INSTRUCTIONS TO FOLLOW
Starting at the beginning of the data below and ending at the line that contains "93L261 72L238 73L232", lay out those lines as a JSON list of strings with one string per line. Leave out any blank lines.

(Dataset records)
━━━━━━━━━━━━━━━━━━━━

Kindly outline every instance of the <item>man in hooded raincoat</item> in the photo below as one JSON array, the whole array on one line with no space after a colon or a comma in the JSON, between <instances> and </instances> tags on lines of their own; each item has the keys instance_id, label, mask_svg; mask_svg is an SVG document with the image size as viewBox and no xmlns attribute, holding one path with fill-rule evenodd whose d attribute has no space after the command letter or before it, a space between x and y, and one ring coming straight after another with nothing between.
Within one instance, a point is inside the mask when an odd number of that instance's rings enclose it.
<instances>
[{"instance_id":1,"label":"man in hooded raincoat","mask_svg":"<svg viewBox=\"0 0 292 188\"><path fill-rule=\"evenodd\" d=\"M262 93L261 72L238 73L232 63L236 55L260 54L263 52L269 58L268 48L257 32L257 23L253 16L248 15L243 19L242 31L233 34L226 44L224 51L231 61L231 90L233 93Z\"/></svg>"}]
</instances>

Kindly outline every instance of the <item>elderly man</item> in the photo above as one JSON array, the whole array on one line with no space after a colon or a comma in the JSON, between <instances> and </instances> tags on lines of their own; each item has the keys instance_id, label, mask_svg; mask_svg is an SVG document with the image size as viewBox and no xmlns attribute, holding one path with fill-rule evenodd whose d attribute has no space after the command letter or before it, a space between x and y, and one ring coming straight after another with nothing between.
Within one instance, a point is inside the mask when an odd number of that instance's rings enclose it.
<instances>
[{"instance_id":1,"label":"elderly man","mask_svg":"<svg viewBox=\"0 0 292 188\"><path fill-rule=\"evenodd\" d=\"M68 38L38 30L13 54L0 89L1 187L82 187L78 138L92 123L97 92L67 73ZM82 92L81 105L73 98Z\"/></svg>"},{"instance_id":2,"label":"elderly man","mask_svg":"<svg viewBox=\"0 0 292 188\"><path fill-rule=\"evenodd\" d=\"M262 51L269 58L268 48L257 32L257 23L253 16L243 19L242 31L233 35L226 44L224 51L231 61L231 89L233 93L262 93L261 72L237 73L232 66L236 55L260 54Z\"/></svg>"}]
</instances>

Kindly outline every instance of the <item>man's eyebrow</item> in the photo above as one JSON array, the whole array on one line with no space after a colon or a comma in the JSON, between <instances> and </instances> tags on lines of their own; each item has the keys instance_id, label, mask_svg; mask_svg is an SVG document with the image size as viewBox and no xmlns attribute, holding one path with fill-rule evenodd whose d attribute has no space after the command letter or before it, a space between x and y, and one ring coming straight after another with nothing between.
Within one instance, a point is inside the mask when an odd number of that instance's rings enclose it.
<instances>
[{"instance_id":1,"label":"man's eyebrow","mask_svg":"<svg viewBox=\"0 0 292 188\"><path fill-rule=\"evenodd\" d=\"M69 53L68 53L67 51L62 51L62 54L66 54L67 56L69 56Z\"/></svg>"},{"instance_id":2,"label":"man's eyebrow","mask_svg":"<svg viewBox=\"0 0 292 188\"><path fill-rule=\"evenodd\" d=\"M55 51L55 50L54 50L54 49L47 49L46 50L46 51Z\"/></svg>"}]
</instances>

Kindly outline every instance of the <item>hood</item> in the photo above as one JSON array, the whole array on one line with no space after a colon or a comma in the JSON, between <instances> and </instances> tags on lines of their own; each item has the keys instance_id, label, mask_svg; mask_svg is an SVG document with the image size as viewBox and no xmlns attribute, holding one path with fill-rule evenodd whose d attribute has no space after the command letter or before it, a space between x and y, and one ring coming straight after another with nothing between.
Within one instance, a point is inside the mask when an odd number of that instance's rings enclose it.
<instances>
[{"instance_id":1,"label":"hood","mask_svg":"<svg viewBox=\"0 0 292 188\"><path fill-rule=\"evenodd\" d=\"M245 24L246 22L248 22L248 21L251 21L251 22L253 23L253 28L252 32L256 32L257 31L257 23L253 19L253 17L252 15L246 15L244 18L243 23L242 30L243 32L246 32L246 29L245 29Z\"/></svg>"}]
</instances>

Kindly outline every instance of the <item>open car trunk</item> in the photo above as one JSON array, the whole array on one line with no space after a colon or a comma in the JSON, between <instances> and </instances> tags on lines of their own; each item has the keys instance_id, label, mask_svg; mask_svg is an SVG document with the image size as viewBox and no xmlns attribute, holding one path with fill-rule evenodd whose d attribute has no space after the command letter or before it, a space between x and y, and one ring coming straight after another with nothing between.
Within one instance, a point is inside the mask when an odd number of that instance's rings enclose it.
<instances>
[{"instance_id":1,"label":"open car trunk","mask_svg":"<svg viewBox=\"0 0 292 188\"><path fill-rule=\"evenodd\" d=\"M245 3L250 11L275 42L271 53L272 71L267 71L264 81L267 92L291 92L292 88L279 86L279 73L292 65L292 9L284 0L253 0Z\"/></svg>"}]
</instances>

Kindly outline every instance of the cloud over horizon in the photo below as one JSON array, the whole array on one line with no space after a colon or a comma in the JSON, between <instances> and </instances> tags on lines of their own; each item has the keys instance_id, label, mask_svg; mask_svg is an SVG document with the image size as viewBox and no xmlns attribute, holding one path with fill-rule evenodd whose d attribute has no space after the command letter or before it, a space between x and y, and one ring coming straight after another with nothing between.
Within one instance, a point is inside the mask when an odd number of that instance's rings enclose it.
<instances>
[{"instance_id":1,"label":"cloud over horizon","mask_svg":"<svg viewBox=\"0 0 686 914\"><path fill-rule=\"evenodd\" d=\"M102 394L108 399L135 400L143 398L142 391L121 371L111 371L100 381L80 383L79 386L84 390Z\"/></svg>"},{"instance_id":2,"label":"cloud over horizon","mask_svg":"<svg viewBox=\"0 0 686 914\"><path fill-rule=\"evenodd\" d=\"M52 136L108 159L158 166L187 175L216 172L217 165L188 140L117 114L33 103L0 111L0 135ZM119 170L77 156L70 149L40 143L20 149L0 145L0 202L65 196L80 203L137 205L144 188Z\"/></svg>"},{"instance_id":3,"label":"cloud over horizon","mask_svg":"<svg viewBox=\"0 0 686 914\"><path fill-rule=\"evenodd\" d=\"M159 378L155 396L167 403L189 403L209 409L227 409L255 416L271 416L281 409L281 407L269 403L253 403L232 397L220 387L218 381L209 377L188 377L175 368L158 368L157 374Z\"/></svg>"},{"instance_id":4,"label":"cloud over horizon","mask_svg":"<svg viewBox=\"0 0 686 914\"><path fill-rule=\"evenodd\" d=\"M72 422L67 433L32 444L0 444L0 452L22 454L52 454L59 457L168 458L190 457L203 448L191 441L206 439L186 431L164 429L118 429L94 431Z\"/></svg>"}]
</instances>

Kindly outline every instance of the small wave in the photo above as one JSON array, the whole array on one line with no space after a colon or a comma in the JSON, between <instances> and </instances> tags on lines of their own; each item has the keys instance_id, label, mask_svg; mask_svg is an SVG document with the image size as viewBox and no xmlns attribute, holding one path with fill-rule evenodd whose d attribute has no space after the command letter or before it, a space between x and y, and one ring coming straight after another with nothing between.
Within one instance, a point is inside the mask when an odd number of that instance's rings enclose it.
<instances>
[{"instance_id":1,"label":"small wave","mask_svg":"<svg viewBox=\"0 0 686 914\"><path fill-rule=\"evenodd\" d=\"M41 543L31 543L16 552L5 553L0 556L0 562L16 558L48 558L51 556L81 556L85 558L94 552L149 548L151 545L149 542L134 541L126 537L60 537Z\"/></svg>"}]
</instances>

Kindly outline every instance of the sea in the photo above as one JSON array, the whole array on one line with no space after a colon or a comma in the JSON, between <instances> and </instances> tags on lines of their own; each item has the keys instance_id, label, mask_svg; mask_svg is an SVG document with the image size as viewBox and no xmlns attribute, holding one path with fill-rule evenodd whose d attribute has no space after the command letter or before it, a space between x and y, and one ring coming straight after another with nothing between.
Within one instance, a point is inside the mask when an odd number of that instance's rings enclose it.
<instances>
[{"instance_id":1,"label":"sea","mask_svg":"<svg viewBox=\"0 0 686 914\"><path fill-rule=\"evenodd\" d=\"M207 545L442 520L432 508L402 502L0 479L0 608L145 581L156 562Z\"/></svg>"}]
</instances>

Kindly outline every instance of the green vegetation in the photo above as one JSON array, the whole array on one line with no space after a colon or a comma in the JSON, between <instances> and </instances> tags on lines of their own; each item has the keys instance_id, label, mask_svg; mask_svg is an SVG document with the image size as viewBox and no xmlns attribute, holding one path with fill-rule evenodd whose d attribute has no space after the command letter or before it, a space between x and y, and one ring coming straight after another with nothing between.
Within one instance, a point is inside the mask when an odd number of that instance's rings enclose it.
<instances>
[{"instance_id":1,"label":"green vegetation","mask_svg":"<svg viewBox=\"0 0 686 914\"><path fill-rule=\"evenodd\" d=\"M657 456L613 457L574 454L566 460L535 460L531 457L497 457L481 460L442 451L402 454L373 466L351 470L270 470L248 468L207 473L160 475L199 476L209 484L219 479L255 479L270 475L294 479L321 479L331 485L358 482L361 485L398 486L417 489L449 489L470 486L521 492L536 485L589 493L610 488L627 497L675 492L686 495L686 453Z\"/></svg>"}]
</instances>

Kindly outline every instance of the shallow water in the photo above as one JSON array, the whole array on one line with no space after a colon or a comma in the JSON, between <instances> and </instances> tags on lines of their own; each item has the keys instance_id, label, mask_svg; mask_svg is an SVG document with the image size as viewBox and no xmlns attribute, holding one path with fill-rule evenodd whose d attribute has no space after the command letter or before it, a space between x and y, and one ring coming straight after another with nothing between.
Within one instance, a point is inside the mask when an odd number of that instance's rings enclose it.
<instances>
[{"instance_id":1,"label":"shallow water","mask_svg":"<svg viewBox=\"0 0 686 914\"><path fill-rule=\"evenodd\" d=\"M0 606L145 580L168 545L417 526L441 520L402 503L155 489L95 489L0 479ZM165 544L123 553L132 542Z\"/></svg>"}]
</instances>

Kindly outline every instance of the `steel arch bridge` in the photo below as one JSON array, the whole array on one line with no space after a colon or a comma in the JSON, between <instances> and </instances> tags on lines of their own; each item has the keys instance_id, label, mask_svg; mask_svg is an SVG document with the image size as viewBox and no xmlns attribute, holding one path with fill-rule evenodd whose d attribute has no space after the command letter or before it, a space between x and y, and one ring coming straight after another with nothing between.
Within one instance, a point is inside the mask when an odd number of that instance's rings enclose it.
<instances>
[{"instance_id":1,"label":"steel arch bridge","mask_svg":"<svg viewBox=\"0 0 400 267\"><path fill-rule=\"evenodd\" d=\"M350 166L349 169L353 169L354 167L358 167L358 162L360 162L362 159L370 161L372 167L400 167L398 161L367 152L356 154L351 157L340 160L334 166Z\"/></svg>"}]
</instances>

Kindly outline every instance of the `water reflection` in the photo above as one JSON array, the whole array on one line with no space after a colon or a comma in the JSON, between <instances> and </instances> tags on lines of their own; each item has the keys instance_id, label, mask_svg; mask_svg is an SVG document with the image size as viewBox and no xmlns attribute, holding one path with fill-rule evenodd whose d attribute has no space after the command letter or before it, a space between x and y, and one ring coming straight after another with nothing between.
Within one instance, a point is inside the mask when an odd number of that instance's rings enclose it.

━━━━━━━━━━━━━━━━━━━━

COMPLETE RESPONSE
[
  "Kindly outline every instance of the <item>man in hooded raincoat</item> in the photo below as one JSON array, the whole array on one line with no space after a colon or a comma in the JSON, between <instances> and </instances> tags on lines of their own; each item has the keys instance_id, label, mask_svg; mask_svg is an SVG document with the image size as viewBox and no xmlns attribute, holding one path with fill-rule evenodd whose d attribute has no space after the command letter or before it, a space between x and y, and one ring coming straight after another with nothing between.",
  "Within one instance, a point is inside the mask when an odd number of that instance's rings enclose it.",
  "<instances>",
  "[{\"instance_id\":1,\"label\":\"man in hooded raincoat\",\"mask_svg\":\"<svg viewBox=\\\"0 0 292 188\\\"><path fill-rule=\\\"evenodd\\\" d=\\\"M262 93L261 72L238 73L232 63L236 55L260 54L263 52L269 58L268 48L257 32L257 23L253 16L248 15L243 19L242 31L233 34L226 44L224 51L231 61L231 90L233 93Z\\\"/></svg>\"}]"
]